[Data listing]
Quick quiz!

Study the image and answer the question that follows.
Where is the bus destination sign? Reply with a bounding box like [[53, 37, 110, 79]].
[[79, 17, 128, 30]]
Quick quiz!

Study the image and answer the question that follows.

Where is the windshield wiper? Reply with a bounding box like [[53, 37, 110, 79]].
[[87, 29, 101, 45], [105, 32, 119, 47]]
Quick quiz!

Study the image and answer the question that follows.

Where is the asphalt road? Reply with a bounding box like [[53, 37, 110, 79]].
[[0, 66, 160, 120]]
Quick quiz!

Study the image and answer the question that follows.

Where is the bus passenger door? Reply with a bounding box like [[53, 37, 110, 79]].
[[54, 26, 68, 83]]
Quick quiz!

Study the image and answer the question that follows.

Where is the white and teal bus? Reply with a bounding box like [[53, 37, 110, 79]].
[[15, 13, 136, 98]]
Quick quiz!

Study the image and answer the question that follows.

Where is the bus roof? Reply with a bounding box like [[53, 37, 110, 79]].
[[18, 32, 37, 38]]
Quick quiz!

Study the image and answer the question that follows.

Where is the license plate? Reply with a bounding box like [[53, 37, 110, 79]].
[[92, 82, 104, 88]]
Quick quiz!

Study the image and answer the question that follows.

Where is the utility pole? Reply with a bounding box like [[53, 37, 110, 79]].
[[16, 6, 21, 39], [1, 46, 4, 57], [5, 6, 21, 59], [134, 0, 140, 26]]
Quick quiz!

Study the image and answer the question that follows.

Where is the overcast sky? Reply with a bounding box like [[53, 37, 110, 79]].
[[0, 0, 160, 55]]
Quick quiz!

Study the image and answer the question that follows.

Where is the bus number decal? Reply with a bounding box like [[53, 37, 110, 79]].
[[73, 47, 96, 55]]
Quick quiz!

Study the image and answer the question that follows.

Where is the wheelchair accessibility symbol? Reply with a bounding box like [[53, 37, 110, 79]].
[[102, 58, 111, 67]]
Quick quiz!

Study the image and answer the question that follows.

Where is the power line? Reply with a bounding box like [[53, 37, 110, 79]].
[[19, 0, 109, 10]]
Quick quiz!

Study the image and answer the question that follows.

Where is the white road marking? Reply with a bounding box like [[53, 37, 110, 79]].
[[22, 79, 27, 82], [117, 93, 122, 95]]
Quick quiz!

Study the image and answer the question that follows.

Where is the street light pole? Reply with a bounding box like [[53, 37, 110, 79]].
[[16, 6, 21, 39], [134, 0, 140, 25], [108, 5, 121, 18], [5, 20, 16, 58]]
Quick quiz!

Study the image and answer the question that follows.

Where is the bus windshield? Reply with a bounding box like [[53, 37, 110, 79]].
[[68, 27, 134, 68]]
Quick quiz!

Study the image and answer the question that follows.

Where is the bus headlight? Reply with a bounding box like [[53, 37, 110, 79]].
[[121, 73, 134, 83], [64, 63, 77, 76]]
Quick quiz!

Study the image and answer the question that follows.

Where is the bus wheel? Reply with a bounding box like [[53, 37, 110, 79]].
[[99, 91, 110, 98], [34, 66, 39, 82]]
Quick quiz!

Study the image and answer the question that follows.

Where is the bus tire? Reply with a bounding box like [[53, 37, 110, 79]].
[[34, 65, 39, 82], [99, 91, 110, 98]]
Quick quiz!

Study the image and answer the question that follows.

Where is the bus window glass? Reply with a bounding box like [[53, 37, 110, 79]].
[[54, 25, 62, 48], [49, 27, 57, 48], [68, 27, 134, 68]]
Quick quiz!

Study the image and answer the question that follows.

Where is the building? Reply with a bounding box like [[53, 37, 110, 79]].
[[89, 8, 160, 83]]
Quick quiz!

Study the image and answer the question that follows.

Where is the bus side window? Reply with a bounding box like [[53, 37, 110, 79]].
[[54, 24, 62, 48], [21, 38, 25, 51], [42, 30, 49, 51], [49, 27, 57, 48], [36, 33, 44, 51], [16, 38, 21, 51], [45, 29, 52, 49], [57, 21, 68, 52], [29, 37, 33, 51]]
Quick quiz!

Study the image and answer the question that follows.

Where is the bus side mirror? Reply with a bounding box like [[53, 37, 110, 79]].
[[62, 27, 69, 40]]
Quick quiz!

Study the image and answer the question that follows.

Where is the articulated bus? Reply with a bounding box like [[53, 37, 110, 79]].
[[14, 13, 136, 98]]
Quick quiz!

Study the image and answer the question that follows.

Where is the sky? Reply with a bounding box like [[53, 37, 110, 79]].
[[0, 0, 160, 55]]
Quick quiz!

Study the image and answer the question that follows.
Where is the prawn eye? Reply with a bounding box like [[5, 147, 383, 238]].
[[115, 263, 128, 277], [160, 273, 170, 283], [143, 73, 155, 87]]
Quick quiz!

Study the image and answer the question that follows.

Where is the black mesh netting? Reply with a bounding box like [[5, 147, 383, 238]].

### STATED GOAL
Write out all of the entries above word for word, leaving every line unchanged.

### FINISHED ANSWER
Quick quiz!

Study the image and answer the question that follows.
Where is the bus destination sign? Reply with a bounding box like [[53, 37, 110, 79]].
[[79, 17, 128, 30]]
Quick quiz!

Study the image and answer the question that follows.

Where is the windshield wiper? Reply with a bounding box like [[53, 37, 110, 79]].
[[87, 29, 101, 45], [105, 32, 119, 47]]
Quick quiz!

Study the image and answer the question that follows.

Where is the asphalt road? Reply with a bounding box like [[53, 37, 110, 79]].
[[0, 66, 160, 120]]
Quick quiz!

Study the image and answer the question that follows.

Where is the bus passenger door? Reply with a bounding box like [[53, 37, 110, 79]].
[[54, 26, 68, 83]]
Quick quiz!

Study the image and answer the question that follows.

Where is the white and teal bus? Reply with a bounding box like [[53, 37, 110, 79]].
[[15, 13, 136, 98]]
Quick quiz!

Study the image and answer the question that follows.

Where is the bus roof? Reply with a bounding box like [[53, 37, 110, 79]].
[[18, 32, 37, 38]]
Quick quiz!

Study the image and answer the question that follows.

Where is the license plate? Reply with a bounding box like [[53, 37, 110, 79]].
[[92, 82, 104, 88]]
Quick quiz!

Study the image and answer the question that follows.

Where is the utility pole? Reply with a bounding box like [[53, 37, 110, 79]].
[[16, 6, 21, 39], [1, 46, 4, 57], [5, 6, 21, 59], [134, 0, 140, 26]]
Quick quiz!

Study the image and answer the question that follows.

Where is the overcast sky? Reply with a bounding box like [[53, 37, 110, 79]].
[[0, 0, 160, 55]]
Quick quiz!

Study the image and answer the question that follows.

Where is the bus number decal? Reply with a bounding box like [[53, 37, 110, 79]].
[[73, 47, 96, 55]]
Quick quiz!

Study the image and answer the question that follows.

Where is the wheelchair accessibility symbol? Reply with a bounding box like [[53, 37, 110, 79]].
[[102, 58, 111, 67]]
Quick quiz!

Study the image and answer the question that follows.

Where is the power line? Reply with a bounding box like [[53, 37, 110, 79]].
[[19, 0, 109, 10]]
Quick quiz!

Study the image and answer the question that follows.

Where is the white road marking? Reply with a bounding box like [[53, 37, 110, 79]].
[[22, 79, 27, 82], [117, 93, 122, 95]]
Quick quiz!

Study the image and answer the question that follows.

Where is the street light pole? Reply with a bounding box like [[53, 37, 110, 79]].
[[16, 6, 21, 39], [134, 0, 140, 25], [108, 5, 121, 18], [5, 20, 16, 58]]
Quick quiz!

Study the image and answer the question that follows.

Where is the bus windshield? Reply with a bounding box like [[53, 37, 110, 79]].
[[68, 27, 134, 68]]
Quick quiz!

Study the image and answer the question that follows.

Where is the bus headlight? Reply with a bounding box like [[53, 37, 110, 79]].
[[121, 73, 134, 83], [64, 63, 77, 76]]
Quick quiz!

Study the image and answer the question that follows.

Where is the bus wheel? Reply with a bounding box like [[53, 37, 110, 79]].
[[99, 91, 110, 98], [34, 66, 39, 82]]
Quick quiz!

Study the image and answer the question that follows.

Where is the bus tire? Reply with a bounding box like [[53, 37, 110, 79]].
[[34, 65, 39, 82], [99, 91, 110, 98]]
Quick quiz!

Study the image and answer the question that follows.

Where is the bus window glass? Reply with a bounding box like [[53, 37, 110, 79]].
[[54, 25, 62, 48], [49, 27, 57, 48], [68, 27, 134, 68]]
Quick quiz!

Study the image and answer the question that follows.

Where is the building? Reply with a bounding box like [[53, 37, 110, 79]].
[[89, 8, 160, 83]]
Quick quiz!

Study the image and answer the question that follows.

Where is the bus side window? Reply with a bounding box like [[53, 37, 110, 79]].
[[54, 24, 62, 48], [21, 38, 25, 51], [42, 30, 49, 51], [49, 27, 57, 48], [36, 33, 44, 51], [16, 38, 21, 51], [45, 29, 52, 49], [57, 21, 68, 52], [29, 37, 33, 51]]
Quick quiz!

Study the image and answer the question that follows.

Where is the bus side mirror? Reply with a bounding box like [[53, 37, 110, 79]].
[[62, 27, 69, 40]]
Quick quiz!

Study the image and answer the question that follows.

Where is the articulated bus? Reply with a bounding box like [[53, 37, 110, 79]].
[[14, 13, 136, 98]]
Quick quiz!

Study the image and answer the question that follows.

Where is the sky? Reply with a bounding box like [[53, 37, 110, 79]].
[[0, 0, 160, 55]]
Quick quiz!

Study the image and answer the question that follows.
Where is the prawn eye? Reply with a bounding box like [[5, 147, 383, 238]].
[[115, 263, 128, 277], [160, 273, 170, 283], [143, 73, 155, 87]]
Quick quiz!

Study the image and answer the question that follows.

Where is the black mesh netting? Reply with a bounding box like [[5, 147, 383, 238]].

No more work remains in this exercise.